Given request: Lay out these rows as a Markdown table with two columns, Nr and Line, numbering each row and leaving out blank lines.

Extracted data entries:
--

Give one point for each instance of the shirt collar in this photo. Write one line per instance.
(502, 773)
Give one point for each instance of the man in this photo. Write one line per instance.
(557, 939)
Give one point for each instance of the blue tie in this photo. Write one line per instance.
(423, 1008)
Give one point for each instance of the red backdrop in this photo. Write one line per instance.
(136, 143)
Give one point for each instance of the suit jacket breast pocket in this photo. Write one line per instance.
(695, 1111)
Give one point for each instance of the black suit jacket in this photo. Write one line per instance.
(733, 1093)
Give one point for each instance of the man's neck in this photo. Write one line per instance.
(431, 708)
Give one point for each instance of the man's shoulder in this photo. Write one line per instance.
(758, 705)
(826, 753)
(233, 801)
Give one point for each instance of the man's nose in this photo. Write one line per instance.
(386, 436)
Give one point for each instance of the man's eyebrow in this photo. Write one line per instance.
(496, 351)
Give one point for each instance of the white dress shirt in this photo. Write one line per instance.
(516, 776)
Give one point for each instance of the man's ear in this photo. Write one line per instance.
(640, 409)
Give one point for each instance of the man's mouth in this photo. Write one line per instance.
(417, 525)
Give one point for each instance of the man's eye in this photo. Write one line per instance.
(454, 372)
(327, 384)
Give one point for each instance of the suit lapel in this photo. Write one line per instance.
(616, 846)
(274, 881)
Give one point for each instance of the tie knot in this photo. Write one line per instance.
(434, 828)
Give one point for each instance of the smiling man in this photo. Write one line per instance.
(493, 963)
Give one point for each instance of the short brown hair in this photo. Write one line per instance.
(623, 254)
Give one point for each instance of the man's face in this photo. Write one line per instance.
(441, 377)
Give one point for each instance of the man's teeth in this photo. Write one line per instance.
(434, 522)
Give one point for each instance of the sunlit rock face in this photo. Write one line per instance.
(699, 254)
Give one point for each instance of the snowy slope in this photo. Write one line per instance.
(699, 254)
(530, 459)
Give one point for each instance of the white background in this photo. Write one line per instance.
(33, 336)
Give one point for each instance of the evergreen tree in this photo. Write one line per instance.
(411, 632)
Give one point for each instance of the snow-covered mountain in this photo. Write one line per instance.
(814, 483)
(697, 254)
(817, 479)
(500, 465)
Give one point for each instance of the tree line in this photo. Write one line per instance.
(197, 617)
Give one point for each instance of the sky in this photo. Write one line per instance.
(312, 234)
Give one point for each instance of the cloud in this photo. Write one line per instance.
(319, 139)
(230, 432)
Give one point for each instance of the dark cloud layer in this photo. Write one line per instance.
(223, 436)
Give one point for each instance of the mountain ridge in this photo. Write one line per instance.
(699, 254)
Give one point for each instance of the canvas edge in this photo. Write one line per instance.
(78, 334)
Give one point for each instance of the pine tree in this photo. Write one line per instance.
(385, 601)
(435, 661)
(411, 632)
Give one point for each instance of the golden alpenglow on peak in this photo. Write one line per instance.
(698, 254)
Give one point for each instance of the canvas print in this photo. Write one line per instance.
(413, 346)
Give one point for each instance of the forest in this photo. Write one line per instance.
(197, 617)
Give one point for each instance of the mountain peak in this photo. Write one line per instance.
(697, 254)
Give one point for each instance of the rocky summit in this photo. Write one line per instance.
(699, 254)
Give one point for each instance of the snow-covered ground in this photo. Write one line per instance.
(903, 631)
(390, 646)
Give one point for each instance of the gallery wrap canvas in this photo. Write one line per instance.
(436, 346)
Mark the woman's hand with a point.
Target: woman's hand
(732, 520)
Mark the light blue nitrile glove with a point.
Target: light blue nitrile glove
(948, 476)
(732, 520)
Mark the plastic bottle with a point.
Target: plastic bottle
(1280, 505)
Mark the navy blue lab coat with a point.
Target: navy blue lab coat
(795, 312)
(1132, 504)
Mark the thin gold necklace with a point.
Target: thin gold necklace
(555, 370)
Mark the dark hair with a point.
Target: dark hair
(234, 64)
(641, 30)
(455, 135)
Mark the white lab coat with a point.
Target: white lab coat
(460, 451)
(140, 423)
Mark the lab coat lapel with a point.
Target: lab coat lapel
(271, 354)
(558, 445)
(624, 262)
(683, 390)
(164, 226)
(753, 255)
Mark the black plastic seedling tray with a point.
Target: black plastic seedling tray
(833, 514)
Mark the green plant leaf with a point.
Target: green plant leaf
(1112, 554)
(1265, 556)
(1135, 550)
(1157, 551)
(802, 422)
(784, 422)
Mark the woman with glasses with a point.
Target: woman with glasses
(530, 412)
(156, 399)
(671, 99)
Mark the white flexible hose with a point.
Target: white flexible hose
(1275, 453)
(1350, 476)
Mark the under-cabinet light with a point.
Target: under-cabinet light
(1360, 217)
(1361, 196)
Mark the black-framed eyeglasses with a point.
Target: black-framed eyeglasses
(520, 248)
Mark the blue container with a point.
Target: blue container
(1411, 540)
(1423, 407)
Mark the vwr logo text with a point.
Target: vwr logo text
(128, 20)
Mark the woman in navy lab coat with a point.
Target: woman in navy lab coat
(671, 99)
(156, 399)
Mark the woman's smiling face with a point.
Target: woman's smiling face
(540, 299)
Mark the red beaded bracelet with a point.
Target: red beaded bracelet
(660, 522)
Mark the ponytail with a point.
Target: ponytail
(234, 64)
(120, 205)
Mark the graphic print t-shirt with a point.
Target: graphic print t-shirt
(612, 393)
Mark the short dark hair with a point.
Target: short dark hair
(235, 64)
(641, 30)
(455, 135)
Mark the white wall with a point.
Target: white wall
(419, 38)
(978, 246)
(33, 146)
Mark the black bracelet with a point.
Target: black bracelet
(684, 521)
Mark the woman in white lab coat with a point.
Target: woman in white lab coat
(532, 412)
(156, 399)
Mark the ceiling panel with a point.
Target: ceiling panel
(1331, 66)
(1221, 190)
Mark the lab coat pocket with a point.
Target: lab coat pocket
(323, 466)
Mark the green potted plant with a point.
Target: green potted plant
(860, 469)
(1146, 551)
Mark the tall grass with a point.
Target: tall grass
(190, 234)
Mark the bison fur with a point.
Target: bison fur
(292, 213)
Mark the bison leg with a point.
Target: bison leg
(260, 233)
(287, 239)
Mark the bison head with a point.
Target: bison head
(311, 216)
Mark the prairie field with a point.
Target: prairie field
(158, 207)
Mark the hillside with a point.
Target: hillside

--

Final result:
| Nr | Line |
|---|---|
| 1 | Give one point for each instance of the shirt collar in this photo. Write one line per instance. |
| 2 | (502, 773) |
| 3 | Give one point for each instance of the man in this photo. Write one line per instance. |
| 4 | (557, 939) |
| 5 | Give one point for each instance of the blue tie in this photo. Write one line per instance. |
| 6 | (423, 1008) |
| 7 | Give one point for each instance of the red backdrop in this photo. Write one line per instance. |
| 8 | (136, 143) |
| 9 | Give one point for each instance of the suit jacket breast pocket in this photo. Write one line per instance. |
| 10 | (695, 1111) |
| 11 | Give one point for each instance of the black suit jacket in this photo. Write one line per instance. |
| 12 | (733, 1093) |
| 13 | Give one point for each instance of the man's neck in this photo. Write one line per instance. |
| 14 | (431, 708) |
| 15 | Give one point for each instance of the man's shoulder in this photo. Write one line per instance. |
| 16 | (758, 705) |
| 17 | (826, 753) |
| 18 | (233, 801) |
| 19 | Give one point for each instance of the man's nose in this photo. Write one line per instance. |
| 20 | (386, 436) |
| 21 | Give one point for each instance of the man's eyebrow in this photo. Write one line per instance. |
| 22 | (496, 351) |
| 23 | Give one point for each instance of the white dress shirt in this photo. Write one line per instance. |
| 24 | (516, 776) |
| 25 | Give one point for each instance of the man's ear in this photo. Write one line per instance. |
| 26 | (640, 409) |
| 27 | Give one point for each instance of the man's mouth in this photo. Write one line per instance. |
| 28 | (417, 525) |
| 29 | Give one point for each instance of the man's eye in this photo. Write one line per instance. |
| 30 | (454, 372) |
| 31 | (327, 384) |
| 32 | Give one point for each instance of the suit lapel in this photo. Write one line per instance. |
| 33 | (616, 846) |
| 34 | (274, 881) |
| 35 | Give one point for each instance of the tie knot in this photo. Write one line per instance. |
| 36 | (434, 828) |
| 37 | Give one point for each instance of the smiling man in this photo. Write one line per instance. |
| 38 | (493, 963) |
| 39 | Give one point for each instance of the short brown hair in this photo. Write one line per instance. |
| 40 | (623, 254) |
| 41 | Give one point for each instance of the man's face in this photo. Write one line per instance. |
| 42 | (441, 377) |
| 43 | Give one point for each instance of the man's teeth in this photo. Write one line per instance. |
| 44 | (434, 522) |
| 45 | Give one point for each instance of the sunlit rock face in this photo. Write one line per instance. |
| 46 | (699, 254) |
| 47 | Give one point for each instance of the snowy slope in this photo. Write one line per instance. |
| 48 | (699, 254) |
| 49 | (530, 459) |
| 50 | Give one point for each instance of the white background in this photo. Write one line per instance. |
| 51 | (33, 336) |
| 52 | Give one point for each instance of the evergreen tree in this photo. Write one line per instance. |
| 53 | (411, 632) |
| 54 | Give one point for each instance of the snow-covered mountain in this photo. Write one line per instance. |
| 55 | (814, 483) |
| 56 | (697, 254) |
| 57 | (817, 479) |
| 58 | (500, 465) |
| 59 | Give one point for each instance of the tree line in this photo. Write one line per instance. |
| 60 | (197, 617) |
| 61 | Give one point for each instance of the sky in this photo. Write one line per instance. |
| 62 | (312, 234) |
| 63 | Give one point for each instance of the cloud in this photo. Write one line per instance. |
| 64 | (319, 139) |
| 65 | (230, 432) |
| 66 | Give one point for each instance of the dark cloud layer in this photo. Write one line per instance. |
| 67 | (223, 436) |
| 68 | Give one point for each instance of the mountain ridge in this photo. Write one line per instance. |
| 69 | (699, 254) |
| 70 | Give one point for each instance of the canvas edge in this photo. Write one line per instance. |
| 71 | (78, 334) |
| 72 | Give one point for each instance of the pine tree in this photo. Write one line per instance. |
| 73 | (385, 601) |
| 74 | (435, 661) |
| 75 | (411, 632) |
| 76 | Give one point for each instance of the golden alpenglow on peak in this photo. Write one line per instance. |
| 77 | (698, 254) |
| 78 | Give one point for each instance of the canvas print in this photo. Write one line per instance. |
| 79 | (413, 346) |
| 80 | Give one point for each instance of the forest in this photo. Write one line per instance. |
| 81 | (197, 617) |
| 82 | Give one point for each instance of the mountain peak in this photo. Write one line per instance. |
| 83 | (697, 254) |
| 84 | Give one point for each instance of the rocky summit in this photo. Write one line per instance. |
| 85 | (699, 254) |
| 86 | Give one point for each instance of the snow-covered ground in this photo. Write one line per instance. |
| 87 | (903, 631) |
| 88 | (390, 646) |
| 89 | Give one point for each instance of the gallery wrap canvas in this photo. Write one line per instance. |
| 90 | (436, 346) |
| 91 | Mark the woman's hand with a point. |
| 92 | Target: woman's hand |
| 93 | (732, 520) |
| 94 | Mark the light blue nitrile glove with a point. |
| 95 | Target: light blue nitrile glove |
| 96 | (948, 476) |
| 97 | (732, 520) |
| 98 | Mark the plastic bottle with a point. |
| 99 | Target: plastic bottle |
| 100 | (1280, 505) |
| 101 | Mark the navy blue lab coat with a point. |
| 102 | Target: navy blue lab coat |
| 103 | (795, 312) |
| 104 | (1132, 504) |
| 105 | Mark the thin gold necklace with a point. |
| 106 | Target: thin gold necklace |
| 107 | (555, 370) |
| 108 | Mark the dark hair with a point. |
| 109 | Target: dark hair |
| 110 | (234, 64) |
| 111 | (641, 30) |
| 112 | (455, 135) |
| 113 | Mark the white lab coat with a point. |
| 114 | Target: white lab coat |
| 115 | (460, 451) |
| 116 | (140, 423) |
| 117 | Mark the lab coat lapel with a point. |
| 118 | Target: lab coat lapel |
| 119 | (271, 354) |
| 120 | (558, 445) |
| 121 | (624, 262) |
| 122 | (683, 390) |
| 123 | (164, 226) |
| 124 | (753, 255) |
| 125 | Mark the black plastic seedling tray with a point. |
| 126 | Target: black plastic seedling tray |
| 127 | (833, 514) |
| 128 | Mark the green plant leaf with a point. |
| 129 | Target: green plant leaf |
| 130 | (1112, 554) |
| 131 | (1265, 556) |
| 132 | (1135, 550) |
| 133 | (1157, 551) |
| 134 | (802, 422) |
| 135 | (784, 422) |
| 136 | Mark the woman with glasses with a point. |
| 137 | Target: woman with glasses |
| 138 | (530, 412) |
| 139 | (156, 399) |
| 140 | (671, 99) |
| 141 | Mark the white flexible hose with a point. |
| 142 | Target: white flexible hose |
| 143 | (1275, 453) |
| 144 | (1350, 476) |
| 145 | Mark the under-cabinet light with a point. |
| 146 | Target: under-cabinet light |
| 147 | (1360, 217) |
| 148 | (1361, 196) |
| 149 | Mark the black-framed eyeglasses with a point. |
| 150 | Target: black-framed eyeglasses |
| 151 | (520, 248) |
| 152 | Mark the blue container with a point. |
| 153 | Target: blue container |
| 154 | (1411, 540) |
| 155 | (1423, 407) |
| 156 | Mark the vwr logo text with a point. |
| 157 | Target: vwr logo text |
| 158 | (128, 20) |
| 159 | Mark the woman in navy lab coat with a point. |
| 160 | Target: woman in navy lab coat |
| 161 | (671, 99) |
| 162 | (156, 399) |
| 163 | Mark the woman's smiling face with a point. |
| 164 | Target: woman's smiling face |
| 165 | (540, 299) |
| 166 | Mark the red beaded bracelet with a point. |
| 167 | Target: red beaded bracelet |
| 168 | (660, 522) |
| 169 | Mark the ponytail with a point. |
| 170 | Target: ponytail |
| 171 | (234, 64) |
| 172 | (120, 205) |
| 173 | Mark the graphic print t-shirt with a point. |
| 174 | Target: graphic print t-shirt |
| 175 | (612, 393) |
| 176 | Mark the short dark hair with a point. |
| 177 | Target: short dark hair |
| 178 | (235, 64) |
| 179 | (641, 30) |
| 180 | (455, 135) |
| 181 | Mark the white wall with a point. |
| 182 | Target: white wall |
| 183 | (419, 38) |
| 184 | (978, 246) |
| 185 | (33, 146) |
| 186 | Mark the black bracelet with a point. |
| 187 | Target: black bracelet |
| 188 | (684, 521) |
| 189 | Mark the woman in white lab coat with a point. |
| 190 | Target: woman in white lab coat |
| 191 | (532, 412) |
| 192 | (156, 399) |
| 193 | Mark the ceiling panel with a point. |
| 194 | Target: ceiling panel |
| 195 | (1331, 66) |
| 196 | (1221, 190) |
| 197 | Mark the lab coat pocket with a point. |
| 198 | Target: lab coat pocket |
| 199 | (323, 466) |
| 200 | Mark the green potted plant with a point. |
| 201 | Target: green potted plant |
| 202 | (860, 469) |
| 203 | (1146, 551) |
| 204 | Mark the tall grass with a point. |
| 205 | Target: tall grass |
| 206 | (190, 234) |
| 207 | Mark the bison fur with a point. |
| 208 | Target: bison fur |
| 209 | (292, 213) |
| 210 | Mark the bison leg with a point. |
| 211 | Target: bison leg |
| 212 | (260, 233) |
| 213 | (287, 239) |
| 214 | Mark the bison head with a point. |
| 215 | Target: bison head |
| 216 | (311, 216) |
| 217 | Mark the prairie field with a point. |
| 218 | Target: prairie field |
| 219 | (158, 207) |
| 220 | Mark the hillside with a point. |
| 221 | Target: hillside |